§ Selected text
The Senate will try again today to overcome a procedural hurdle for legislation worth more than $1 trillion in response to the coronavirus pandemic, after Democrats last night blocked efforts to advance the latest GOP proposal.
Senators deadlocked 47-47 on a procedural vote that would have moved the chamber closer to a final vote on a third COVID-19 stimulus measure.
Majority Leader Mitch McConnell (R-Ky.) voted with Democrats against ending debate, a move that allows him to bring the measure back up. McConnell heaped blame on Democrats following the failed vote.
"We're fiddling here, fiddling with the emotions of the American people, fiddling with the markets, fiddling with our health care," said McConnell, his face reddening and his voice rising.
"The American people expect us to act tomorrow, and I want everybody to fully understand if we aren't able to act tomorrow, it will be because of our colleagues on the other side of the aisle continuing to dicker when the country expects us to come together and address this problem," he added.
In response, Minority Leader Chuck Schumer (D-N.Y.) slammed McConnell for holding a vote that the majority leader knew would not succeed and said he was optimistic that additional time could yield a deal that Democrats would support. "We are not yet at that point," Schumer said.

§ Data extract
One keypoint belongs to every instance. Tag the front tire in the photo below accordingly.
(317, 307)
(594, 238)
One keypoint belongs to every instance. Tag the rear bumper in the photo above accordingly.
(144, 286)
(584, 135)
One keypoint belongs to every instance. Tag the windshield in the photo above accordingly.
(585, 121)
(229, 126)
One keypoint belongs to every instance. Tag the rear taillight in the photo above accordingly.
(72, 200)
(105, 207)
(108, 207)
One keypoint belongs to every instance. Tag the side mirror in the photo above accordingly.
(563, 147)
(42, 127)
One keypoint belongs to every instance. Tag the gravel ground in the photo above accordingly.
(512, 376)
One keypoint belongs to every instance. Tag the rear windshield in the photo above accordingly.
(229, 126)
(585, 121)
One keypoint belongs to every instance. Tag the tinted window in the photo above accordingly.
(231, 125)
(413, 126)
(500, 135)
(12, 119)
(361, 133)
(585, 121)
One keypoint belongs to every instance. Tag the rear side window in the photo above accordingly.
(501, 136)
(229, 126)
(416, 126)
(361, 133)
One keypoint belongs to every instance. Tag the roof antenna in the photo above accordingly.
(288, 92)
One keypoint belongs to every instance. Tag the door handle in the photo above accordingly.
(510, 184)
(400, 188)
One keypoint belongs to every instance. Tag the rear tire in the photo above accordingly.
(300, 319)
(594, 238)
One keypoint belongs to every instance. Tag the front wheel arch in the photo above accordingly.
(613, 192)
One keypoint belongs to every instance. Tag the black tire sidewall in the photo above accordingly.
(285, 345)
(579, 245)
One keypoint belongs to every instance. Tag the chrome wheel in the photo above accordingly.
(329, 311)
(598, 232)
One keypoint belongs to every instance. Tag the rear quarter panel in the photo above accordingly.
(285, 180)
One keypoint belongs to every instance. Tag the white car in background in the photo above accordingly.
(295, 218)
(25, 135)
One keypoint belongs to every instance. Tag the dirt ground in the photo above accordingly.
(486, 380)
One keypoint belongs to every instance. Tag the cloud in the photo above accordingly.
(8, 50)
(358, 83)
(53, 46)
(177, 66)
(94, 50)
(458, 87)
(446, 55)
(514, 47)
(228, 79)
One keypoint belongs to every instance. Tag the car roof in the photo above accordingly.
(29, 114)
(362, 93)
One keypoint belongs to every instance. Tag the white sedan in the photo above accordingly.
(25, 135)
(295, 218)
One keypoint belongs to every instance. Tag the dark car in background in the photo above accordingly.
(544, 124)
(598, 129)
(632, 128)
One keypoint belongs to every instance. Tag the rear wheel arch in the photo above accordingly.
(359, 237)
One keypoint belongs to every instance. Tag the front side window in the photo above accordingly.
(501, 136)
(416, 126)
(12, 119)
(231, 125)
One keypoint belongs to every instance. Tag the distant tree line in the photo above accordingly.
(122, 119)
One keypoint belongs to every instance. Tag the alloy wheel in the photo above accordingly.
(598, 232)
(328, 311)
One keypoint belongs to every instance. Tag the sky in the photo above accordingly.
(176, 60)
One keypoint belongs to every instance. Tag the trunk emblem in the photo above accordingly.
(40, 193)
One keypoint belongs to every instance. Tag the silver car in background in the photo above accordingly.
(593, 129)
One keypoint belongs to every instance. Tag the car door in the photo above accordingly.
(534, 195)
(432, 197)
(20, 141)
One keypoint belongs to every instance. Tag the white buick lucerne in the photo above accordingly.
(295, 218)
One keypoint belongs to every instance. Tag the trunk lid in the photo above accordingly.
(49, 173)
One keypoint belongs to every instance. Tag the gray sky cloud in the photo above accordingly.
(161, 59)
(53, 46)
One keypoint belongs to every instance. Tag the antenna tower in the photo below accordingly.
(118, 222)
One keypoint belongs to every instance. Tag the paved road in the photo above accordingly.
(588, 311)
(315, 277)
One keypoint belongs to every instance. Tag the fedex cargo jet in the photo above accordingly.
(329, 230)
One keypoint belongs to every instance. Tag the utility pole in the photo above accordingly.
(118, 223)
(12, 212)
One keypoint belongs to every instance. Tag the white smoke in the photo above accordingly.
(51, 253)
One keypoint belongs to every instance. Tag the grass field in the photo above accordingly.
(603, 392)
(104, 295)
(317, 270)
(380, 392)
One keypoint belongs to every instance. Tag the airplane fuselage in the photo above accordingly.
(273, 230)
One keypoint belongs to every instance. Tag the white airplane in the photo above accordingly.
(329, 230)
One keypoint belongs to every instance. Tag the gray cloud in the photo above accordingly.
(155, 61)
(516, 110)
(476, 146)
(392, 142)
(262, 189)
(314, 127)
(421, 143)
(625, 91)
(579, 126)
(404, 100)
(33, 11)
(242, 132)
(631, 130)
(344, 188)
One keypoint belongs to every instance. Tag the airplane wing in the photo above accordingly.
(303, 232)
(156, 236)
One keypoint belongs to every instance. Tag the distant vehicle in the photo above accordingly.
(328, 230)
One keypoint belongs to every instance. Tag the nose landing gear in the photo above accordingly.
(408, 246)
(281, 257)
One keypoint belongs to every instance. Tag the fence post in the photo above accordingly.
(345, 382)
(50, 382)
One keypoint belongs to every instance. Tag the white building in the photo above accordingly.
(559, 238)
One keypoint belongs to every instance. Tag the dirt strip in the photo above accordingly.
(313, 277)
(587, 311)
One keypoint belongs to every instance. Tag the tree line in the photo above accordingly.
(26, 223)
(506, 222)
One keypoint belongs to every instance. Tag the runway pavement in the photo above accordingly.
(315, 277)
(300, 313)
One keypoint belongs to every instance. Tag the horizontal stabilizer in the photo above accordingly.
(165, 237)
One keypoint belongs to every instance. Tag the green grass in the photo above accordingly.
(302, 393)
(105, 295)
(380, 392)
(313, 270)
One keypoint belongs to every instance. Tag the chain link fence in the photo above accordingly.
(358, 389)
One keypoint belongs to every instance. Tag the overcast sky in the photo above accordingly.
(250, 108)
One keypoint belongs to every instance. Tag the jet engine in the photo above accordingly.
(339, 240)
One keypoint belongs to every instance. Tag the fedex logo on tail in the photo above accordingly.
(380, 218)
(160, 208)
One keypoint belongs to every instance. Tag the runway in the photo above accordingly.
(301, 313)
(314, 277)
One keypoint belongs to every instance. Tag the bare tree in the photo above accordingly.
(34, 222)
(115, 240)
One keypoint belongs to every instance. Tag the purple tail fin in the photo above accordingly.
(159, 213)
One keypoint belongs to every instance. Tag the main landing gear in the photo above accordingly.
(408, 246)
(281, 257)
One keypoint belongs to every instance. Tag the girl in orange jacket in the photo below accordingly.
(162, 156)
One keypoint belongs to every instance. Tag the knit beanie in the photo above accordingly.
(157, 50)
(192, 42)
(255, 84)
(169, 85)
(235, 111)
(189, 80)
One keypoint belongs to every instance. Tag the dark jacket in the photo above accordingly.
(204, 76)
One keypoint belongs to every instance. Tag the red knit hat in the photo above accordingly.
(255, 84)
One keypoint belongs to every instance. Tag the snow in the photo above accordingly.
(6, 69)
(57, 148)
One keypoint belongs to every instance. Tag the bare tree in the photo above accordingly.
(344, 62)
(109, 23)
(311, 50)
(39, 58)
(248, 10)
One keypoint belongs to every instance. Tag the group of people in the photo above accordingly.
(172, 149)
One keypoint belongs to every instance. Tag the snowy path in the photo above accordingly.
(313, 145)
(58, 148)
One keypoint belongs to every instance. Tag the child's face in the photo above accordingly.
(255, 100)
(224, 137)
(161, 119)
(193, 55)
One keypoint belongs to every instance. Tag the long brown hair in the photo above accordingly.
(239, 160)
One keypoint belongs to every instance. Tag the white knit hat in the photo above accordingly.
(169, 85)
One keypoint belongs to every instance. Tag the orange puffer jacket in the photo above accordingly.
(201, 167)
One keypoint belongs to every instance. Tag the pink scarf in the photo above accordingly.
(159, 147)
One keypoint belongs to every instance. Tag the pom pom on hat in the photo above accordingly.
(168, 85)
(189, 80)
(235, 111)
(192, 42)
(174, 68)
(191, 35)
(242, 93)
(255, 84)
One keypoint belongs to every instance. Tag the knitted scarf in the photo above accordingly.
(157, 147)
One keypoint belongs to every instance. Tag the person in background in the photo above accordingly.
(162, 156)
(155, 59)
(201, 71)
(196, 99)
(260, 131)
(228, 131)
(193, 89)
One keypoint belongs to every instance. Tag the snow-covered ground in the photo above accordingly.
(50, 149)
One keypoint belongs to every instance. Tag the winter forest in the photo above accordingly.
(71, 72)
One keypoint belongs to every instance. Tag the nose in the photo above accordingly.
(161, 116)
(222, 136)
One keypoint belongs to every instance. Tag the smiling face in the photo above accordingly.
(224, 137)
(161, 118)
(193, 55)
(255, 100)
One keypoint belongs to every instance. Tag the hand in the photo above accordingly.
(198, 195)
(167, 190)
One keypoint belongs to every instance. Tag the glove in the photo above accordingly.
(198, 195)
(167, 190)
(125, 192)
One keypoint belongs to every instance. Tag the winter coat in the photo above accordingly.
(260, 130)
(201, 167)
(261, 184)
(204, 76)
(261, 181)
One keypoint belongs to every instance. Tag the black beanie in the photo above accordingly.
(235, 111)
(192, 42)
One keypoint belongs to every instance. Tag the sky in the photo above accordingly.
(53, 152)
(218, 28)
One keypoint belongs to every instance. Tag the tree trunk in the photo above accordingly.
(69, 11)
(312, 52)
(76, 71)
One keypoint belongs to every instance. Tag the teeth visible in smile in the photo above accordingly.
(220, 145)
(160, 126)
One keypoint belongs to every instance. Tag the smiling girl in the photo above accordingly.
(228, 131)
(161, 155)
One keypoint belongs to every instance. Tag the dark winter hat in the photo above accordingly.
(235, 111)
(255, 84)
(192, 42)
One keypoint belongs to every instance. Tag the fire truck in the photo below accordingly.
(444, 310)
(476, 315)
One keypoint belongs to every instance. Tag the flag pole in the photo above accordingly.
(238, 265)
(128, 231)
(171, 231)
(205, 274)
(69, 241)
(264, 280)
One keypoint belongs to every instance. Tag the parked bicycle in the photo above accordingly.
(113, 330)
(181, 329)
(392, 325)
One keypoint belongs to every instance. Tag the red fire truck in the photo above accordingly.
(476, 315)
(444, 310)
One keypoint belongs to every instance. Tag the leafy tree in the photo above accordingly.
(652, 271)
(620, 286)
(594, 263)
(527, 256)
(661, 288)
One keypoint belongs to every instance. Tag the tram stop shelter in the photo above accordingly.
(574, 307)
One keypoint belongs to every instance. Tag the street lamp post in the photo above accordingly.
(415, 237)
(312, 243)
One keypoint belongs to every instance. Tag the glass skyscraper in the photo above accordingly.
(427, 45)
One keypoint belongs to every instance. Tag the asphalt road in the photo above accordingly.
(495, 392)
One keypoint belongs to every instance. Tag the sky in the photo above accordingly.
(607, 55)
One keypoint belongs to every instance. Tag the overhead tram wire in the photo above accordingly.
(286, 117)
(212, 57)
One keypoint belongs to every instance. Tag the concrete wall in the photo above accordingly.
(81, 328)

§ List of tasks
1. From the article on the Senate coronavirus stimulus vote, return everything from "The Senate will" down to "his voice rising.".
2. Rewrite the paragraph of the Senate stimulus article that begins "In response, Minority Leader Chuck Schumer" as a short bulleted list, keeping its main facts.
3. Continue the article about the Senate's stalled coronavirus stimulus vote, picking up after its final sentence.

§ Expected responses
1.
The Senate will try again today to overcome a procedural hurdle for legislation worth more than $1 trillion in response to the coronavirus pandemic, after Democrats last night blocked efforts to advance the latest GOP proposal.
Senators deadlocked 47-47 on a procedural vote that would have moved the chamber closer to a final vote on a third COVID-19 stimulus measure.
Majority Leader Mitch McConnell (R-Ky.) voted with Democrats against ending debate, a move that allows him to bring the measure back up. McConnell heaped blame on Democrats following the failed vote.
"We're fiddling here, fiddling with the emotions of the American people, fiddling with the markets, fiddling with our health care," said McConnell, his face reddening and his voice rising.

2.
- Minority Leader Chuck Schumer (D-N.Y.) criticized McConnell for holding a vote that the majority leader knew would fail.
- Schumer said he was optimistic that more time could produce a deal Democrats would support.
- He added, "We are not yet at that point."

3.
Speaker Nancy Pelosi (D-Calif.) yesterday applauded Senate Democrats for blocking the latest GOP bill, while announcing that her caucus would finish drafting its own stimulus.
Responding to reports McConnell was blaming the speaker for interjecting herself into the Senate talks, Pelosi's deputy chief of staff, Drew Hammill, tweeted, "Rule of thumb from the Speaker of the House: don't call the vote until you have the votes. Now is not the time for partisan show votes."
Aides said Pelosi had been in contact with Treasury Secretary Steven Mnuchin, who had also spoken several times to Schumer.
"Leader Schumer and Secretary Mnuchin are working late into the night, and they just had another productive meeting," said a Schumer spokesman.
McConnell took to the floor again a around 10 p.m. and said the chamber would vote again this morning.
"We're going to vote at 9:45 in the morning, 15 minutes after the markets open, and see whether there's a change of heart," McConnell said.
"So that vote will occur unless we can finally reach an agreement sometimes between now and then," he said.
But Schumer objected to McConnell's plans. The Senate is now scheduled to be back in session at noon.
Yesterday's animosity highlights the toll that the coronavirus has taken on Capitol Hill. Sen. Rand Paul (R-Ky.) announced yesterday that he had tested positive for COVID-19, which then prompted Utah GOP Sens. Mike Lee and Mitt Romney to self-quarantine themselves after having contact with Paul. At least two House members have also turned up positive (see related story).
Money for oil reserve
The failed cloture vote came one day after members from both parties and top administration officials had indicated that they were closing in on an agreement that would have expanded on McConnell's initial draft unveiled last week (E&E Daily, March 20).
By late Saturday, that deal had reportedly grown, with more assistance for small businesses and more than $500 billion for distressed industry sectors.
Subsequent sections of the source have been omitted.